Aim of the exercise> In the passage below on dimension stories, set down word for word everything from "The blurb for" down to "Super-Science, January 1930.".

Passage given>
★ ★ ★ ★ ★
The blurb for the story sets it in “the fourth dimension,” but alas, this refers to a parallel universe, not time travel for Charlie Wilson and his English friend, Captain Derek Mason.
— Michael Main
I have for years been working on the theory that there is another world, existing here in this same space with us. The Fourth Dimension!

“Phantoms of Reality” by Ray Cummings, Astounding Stories of Super-Science, January 1930.

2 stories (1931–1931)

Tommy Reames in the Fifth-Dimension

by Murray Leinster

In the first novella (“The Fifth-Dimension Catapult”), physicist Tommy Reames and mechanic Smithers must rebuild the broken machinery that’s catapulted Professor Denham and his beautiful daughter into a parallel dimension of vicious jungle people, strange life forms, and a beautiful golden city. And gadzooks! In the second novella (“The Fifth-Dimension Tube”), the vicious fifth-dimensioners invade Earth! But despite the suggestive titles and citations of both stories in Nahin’s Time Machine, the stories involve only handwaving about time and space dimensions, minor enough that we don’t even count it as a time phenomenon.
— based on Frank J. Bleiler
Because the article on dominant coordinates had appeared in the Journal of Physics and had dealt with a state of things in which the normal coordinates of everyday existence were assumed to have changed their functions; when the coordinates of time, the vertical, the horizontal and the lateral changed places and a man went east to go up and west to go “down” and ran his streat-numbers in a fourth dimension.

Tommy Reames in the Fifth Dimension, 2 stories by Murray Leinster, 2 stories, Astounding Stories of Super-Science, January 1931 and January 1933.
★ ★ ★ ★ ★
Stored rows>
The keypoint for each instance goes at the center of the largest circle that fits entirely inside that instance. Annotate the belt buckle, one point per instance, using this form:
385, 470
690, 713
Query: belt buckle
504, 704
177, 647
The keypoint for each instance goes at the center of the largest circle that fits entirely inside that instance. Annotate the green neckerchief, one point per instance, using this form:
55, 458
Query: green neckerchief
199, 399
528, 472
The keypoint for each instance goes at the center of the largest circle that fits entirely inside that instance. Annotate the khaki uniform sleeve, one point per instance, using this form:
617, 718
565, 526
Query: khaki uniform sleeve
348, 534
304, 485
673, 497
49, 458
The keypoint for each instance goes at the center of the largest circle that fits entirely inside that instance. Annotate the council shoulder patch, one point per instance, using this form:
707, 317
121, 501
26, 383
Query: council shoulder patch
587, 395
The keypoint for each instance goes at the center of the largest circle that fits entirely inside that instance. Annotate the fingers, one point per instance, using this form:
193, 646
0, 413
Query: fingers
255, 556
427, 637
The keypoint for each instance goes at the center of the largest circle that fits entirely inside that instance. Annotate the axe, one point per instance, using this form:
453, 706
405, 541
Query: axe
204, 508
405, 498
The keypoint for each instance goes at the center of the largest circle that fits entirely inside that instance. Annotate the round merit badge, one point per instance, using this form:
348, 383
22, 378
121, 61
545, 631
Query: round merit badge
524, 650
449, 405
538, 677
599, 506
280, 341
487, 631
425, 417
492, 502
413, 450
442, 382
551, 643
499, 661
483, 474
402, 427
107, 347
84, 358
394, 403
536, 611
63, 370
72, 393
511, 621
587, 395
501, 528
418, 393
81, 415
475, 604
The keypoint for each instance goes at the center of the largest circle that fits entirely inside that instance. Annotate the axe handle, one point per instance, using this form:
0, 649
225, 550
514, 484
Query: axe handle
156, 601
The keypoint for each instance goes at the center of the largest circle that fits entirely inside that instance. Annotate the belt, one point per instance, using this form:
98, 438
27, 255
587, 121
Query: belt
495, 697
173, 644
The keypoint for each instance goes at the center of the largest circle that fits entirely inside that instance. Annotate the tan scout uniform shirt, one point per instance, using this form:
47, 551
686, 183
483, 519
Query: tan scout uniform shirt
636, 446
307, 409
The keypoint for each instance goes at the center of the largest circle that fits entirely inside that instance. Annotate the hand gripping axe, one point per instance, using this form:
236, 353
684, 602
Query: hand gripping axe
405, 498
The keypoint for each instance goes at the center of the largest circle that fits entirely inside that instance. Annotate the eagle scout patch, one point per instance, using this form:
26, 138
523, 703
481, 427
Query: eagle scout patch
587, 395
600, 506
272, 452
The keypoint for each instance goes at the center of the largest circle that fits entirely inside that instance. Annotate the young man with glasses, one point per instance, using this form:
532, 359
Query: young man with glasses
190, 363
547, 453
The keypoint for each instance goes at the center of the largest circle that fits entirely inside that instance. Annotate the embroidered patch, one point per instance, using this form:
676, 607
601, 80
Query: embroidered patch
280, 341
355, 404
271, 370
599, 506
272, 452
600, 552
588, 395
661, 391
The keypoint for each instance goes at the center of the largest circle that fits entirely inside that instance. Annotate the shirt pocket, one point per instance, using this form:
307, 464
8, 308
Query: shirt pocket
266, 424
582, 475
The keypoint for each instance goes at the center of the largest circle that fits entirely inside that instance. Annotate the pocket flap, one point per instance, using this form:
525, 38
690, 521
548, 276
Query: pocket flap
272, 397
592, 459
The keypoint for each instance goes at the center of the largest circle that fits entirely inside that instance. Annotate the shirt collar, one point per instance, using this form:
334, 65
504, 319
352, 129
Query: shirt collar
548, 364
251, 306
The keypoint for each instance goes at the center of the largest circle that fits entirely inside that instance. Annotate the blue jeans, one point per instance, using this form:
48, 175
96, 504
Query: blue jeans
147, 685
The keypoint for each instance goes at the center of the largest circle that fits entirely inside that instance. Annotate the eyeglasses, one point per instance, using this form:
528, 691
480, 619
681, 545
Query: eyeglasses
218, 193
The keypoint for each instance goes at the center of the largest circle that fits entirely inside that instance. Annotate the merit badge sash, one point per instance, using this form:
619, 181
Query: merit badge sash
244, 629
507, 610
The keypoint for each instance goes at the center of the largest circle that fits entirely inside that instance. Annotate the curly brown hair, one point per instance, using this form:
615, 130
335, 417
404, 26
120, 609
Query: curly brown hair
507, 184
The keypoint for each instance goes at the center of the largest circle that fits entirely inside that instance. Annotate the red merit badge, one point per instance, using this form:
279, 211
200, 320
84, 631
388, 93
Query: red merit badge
★ ★ ★ ★ ★
Worked answer>
The blurb for the story sets it in “the fourth dimension,” but alas, this refers to a parallel universe, not time travel for Charlie Wilson and his English friend, Captain Derek Mason.
— Michael Main
I have for years been working on the theory that there is another world, existing here in this same space with us. The Fourth Dimension!

“Phantoms of Reality” by Ray Cummings, Astounding Stories of Super-Science, January 1930.